▶ TASK BRIEF:
In the entries below, find the line containing "point_to annotates the cabinet". Copy it and all lines after it, exactly, through the end.

------------------------------------

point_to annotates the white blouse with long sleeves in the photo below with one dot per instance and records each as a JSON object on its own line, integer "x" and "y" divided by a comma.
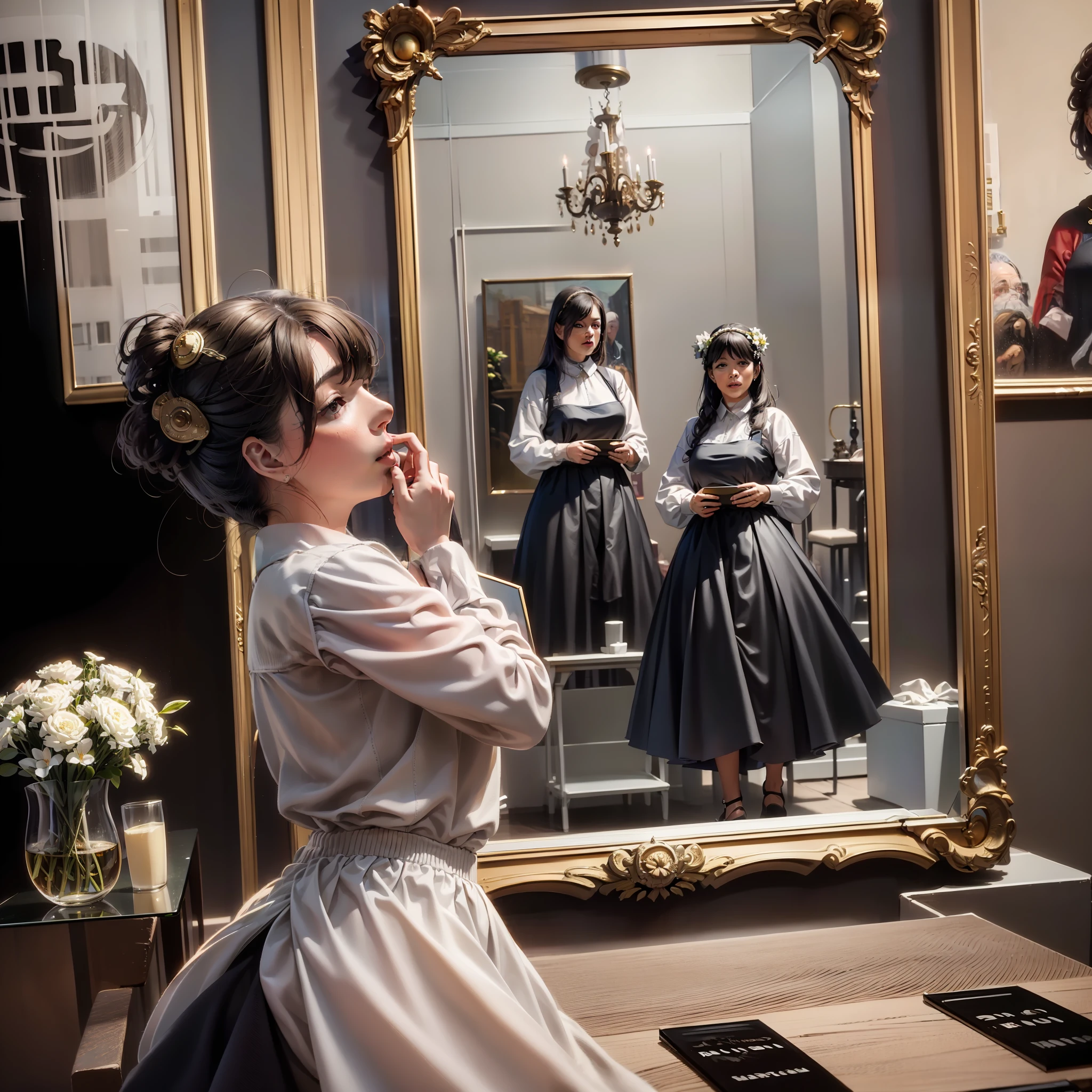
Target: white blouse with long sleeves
{"x": 580, "y": 384}
{"x": 793, "y": 496}
{"x": 379, "y": 704}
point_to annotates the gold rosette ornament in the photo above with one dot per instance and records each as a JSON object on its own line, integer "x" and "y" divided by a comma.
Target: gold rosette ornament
{"x": 180, "y": 420}
{"x": 189, "y": 347}
{"x": 653, "y": 871}
{"x": 851, "y": 32}
{"x": 400, "y": 49}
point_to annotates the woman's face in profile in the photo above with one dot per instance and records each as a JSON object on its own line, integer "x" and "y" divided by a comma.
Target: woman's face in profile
{"x": 584, "y": 336}
{"x": 351, "y": 456}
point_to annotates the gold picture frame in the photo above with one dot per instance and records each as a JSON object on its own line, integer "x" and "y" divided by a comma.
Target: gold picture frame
{"x": 852, "y": 34}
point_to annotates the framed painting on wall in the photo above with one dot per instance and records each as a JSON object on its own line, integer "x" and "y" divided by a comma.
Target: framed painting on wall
{"x": 513, "y": 324}
{"x": 104, "y": 185}
{"x": 1037, "y": 109}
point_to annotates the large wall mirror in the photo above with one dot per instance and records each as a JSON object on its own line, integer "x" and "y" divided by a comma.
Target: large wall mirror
{"x": 756, "y": 129}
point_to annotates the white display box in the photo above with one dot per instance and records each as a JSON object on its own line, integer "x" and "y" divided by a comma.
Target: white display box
{"x": 914, "y": 756}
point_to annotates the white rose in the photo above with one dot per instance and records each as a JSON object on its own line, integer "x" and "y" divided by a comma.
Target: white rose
{"x": 63, "y": 672}
{"x": 63, "y": 730}
{"x": 116, "y": 721}
{"x": 142, "y": 690}
{"x": 155, "y": 734}
{"x": 50, "y": 699}
{"x": 144, "y": 711}
{"x": 116, "y": 678}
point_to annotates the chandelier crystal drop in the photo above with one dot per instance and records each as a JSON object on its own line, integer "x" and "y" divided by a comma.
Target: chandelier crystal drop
{"x": 609, "y": 191}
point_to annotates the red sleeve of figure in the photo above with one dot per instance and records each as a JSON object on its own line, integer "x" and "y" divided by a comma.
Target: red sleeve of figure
{"x": 1065, "y": 238}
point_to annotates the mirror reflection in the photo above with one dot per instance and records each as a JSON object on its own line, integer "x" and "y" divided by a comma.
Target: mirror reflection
{"x": 694, "y": 561}
{"x": 1038, "y": 127}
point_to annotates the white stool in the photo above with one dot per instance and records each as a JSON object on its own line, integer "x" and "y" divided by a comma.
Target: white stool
{"x": 838, "y": 541}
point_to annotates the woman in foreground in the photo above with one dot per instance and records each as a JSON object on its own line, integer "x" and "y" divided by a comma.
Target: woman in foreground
{"x": 380, "y": 694}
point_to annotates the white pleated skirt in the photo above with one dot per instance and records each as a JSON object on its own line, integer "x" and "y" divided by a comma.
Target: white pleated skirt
{"x": 388, "y": 969}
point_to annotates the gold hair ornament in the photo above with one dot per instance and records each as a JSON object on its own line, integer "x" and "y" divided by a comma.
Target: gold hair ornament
{"x": 189, "y": 348}
{"x": 180, "y": 420}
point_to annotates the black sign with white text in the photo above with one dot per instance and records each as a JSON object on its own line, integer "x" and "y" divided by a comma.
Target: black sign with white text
{"x": 1041, "y": 1032}
{"x": 730, "y": 1055}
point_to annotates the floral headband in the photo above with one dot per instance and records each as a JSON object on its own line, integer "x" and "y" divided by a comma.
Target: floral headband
{"x": 759, "y": 342}
{"x": 179, "y": 419}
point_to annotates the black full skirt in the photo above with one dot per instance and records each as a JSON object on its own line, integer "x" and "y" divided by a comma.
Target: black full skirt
{"x": 584, "y": 557}
{"x": 748, "y": 652}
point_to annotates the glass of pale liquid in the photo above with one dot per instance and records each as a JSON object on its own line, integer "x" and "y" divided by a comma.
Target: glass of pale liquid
{"x": 146, "y": 845}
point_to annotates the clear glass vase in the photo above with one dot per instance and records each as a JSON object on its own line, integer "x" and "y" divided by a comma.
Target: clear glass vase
{"x": 74, "y": 854}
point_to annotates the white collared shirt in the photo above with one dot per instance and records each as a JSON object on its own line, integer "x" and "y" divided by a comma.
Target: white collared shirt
{"x": 793, "y": 496}
{"x": 582, "y": 386}
{"x": 380, "y": 702}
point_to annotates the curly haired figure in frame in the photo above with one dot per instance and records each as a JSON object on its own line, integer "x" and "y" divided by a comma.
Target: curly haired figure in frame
{"x": 748, "y": 660}
{"x": 381, "y": 695}
{"x": 1063, "y": 312}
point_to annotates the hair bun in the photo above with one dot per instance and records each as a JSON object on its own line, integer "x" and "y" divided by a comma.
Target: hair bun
{"x": 146, "y": 362}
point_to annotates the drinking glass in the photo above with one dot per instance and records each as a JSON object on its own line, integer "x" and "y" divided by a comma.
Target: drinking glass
{"x": 146, "y": 845}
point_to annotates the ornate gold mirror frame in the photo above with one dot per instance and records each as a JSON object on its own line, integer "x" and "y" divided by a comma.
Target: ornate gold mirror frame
{"x": 401, "y": 47}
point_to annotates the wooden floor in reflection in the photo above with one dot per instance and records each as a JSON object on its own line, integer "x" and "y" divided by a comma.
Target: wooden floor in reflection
{"x": 807, "y": 798}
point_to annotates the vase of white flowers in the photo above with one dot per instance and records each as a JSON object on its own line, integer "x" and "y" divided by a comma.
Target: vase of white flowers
{"x": 74, "y": 730}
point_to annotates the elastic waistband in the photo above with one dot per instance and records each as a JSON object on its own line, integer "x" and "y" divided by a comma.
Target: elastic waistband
{"x": 395, "y": 845}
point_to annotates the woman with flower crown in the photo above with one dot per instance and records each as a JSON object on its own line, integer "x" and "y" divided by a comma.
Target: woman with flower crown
{"x": 748, "y": 659}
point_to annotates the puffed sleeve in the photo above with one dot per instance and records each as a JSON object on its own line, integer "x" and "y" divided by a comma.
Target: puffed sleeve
{"x": 447, "y": 648}
{"x": 676, "y": 486}
{"x": 797, "y": 494}
{"x": 635, "y": 431}
{"x": 529, "y": 449}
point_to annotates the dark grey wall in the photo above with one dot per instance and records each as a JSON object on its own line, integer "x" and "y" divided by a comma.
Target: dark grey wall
{"x": 917, "y": 454}
{"x": 1044, "y": 522}
{"x": 357, "y": 195}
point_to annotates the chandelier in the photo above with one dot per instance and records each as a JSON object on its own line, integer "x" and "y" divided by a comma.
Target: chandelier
{"x": 612, "y": 198}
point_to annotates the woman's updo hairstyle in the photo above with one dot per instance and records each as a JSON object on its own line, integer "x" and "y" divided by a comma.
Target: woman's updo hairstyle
{"x": 732, "y": 339}
{"x": 1080, "y": 102}
{"x": 263, "y": 341}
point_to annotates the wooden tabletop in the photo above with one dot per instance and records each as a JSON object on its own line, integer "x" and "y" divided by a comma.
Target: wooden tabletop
{"x": 850, "y": 997}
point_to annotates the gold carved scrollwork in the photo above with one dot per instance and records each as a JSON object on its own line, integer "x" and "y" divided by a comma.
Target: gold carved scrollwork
{"x": 990, "y": 827}
{"x": 973, "y": 358}
{"x": 400, "y": 49}
{"x": 850, "y": 32}
{"x": 652, "y": 871}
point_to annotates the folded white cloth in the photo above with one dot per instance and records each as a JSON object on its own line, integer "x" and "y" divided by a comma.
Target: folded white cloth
{"x": 919, "y": 693}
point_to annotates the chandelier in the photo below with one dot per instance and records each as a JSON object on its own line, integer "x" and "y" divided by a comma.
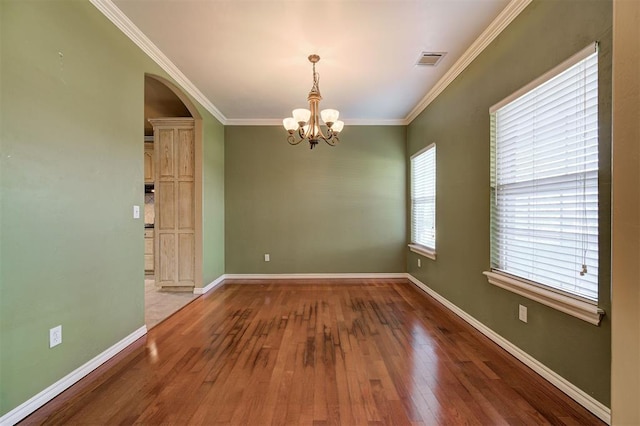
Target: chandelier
{"x": 305, "y": 122}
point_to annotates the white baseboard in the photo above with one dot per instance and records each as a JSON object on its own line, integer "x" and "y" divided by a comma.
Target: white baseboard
{"x": 213, "y": 284}
{"x": 37, "y": 401}
{"x": 600, "y": 410}
{"x": 362, "y": 276}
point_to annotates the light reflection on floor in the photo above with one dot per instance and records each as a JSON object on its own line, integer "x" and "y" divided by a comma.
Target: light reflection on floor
{"x": 159, "y": 305}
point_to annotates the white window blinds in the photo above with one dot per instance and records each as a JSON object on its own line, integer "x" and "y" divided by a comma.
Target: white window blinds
{"x": 545, "y": 180}
{"x": 423, "y": 198}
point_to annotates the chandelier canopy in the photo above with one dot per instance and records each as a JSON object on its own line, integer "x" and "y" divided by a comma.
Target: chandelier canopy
{"x": 305, "y": 122}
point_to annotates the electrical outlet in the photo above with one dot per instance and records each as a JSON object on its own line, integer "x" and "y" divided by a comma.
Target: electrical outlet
{"x": 55, "y": 336}
{"x": 522, "y": 313}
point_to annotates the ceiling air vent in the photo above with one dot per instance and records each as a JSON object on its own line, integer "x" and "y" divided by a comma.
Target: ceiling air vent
{"x": 430, "y": 58}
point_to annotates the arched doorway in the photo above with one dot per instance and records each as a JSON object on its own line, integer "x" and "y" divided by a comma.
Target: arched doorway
{"x": 165, "y": 102}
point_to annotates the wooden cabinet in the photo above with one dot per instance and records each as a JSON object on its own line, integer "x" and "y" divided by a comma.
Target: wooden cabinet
{"x": 148, "y": 251}
{"x": 148, "y": 162}
{"x": 174, "y": 150}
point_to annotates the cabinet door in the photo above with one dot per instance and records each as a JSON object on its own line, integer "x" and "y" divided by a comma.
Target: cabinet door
{"x": 175, "y": 204}
{"x": 148, "y": 163}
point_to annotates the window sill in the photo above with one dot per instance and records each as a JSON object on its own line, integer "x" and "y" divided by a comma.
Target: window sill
{"x": 576, "y": 307}
{"x": 423, "y": 251}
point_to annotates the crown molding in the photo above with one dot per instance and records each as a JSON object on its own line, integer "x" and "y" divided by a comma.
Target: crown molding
{"x": 278, "y": 122}
{"x": 120, "y": 20}
{"x": 505, "y": 17}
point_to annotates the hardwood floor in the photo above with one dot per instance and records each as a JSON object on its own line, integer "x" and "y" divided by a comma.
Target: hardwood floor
{"x": 365, "y": 352}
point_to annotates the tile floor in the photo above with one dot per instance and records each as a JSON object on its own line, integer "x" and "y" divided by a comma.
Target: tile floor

------------------------------------

▶ RESULT OF THE EXERCISE:
point_to annotates the cabinet door in the photo above with one dot per instance and records each as a JSON object on its own line, integer "x" and "y" divided by a comma.
Target: cabinet door
{"x": 175, "y": 204}
{"x": 148, "y": 163}
point_to annotates the window sill in the photo above with one dot per instance and records each as a JSON object on its own line, integer "x" and "y" divided by a comma.
Target: window sill
{"x": 576, "y": 307}
{"x": 423, "y": 251}
point_to annotates the crown molding in the photo above with one dot per instance and records each as a JSON object on its own line, integer "x" and "y" divided by a comma.
Target: crown molding
{"x": 278, "y": 122}
{"x": 120, "y": 20}
{"x": 505, "y": 17}
point_to annotates the hardwood floor in the photo above with one dot per instance and records each as a JSON object on its own line, integer "x" and "y" divided by a comma.
Target: hardwood floor
{"x": 365, "y": 352}
point_to annotates the tile floor in the photo above with one dot per instance and records each as a JSON object on its own line, integer "x" and "y" divided by a comma.
Target: tile floor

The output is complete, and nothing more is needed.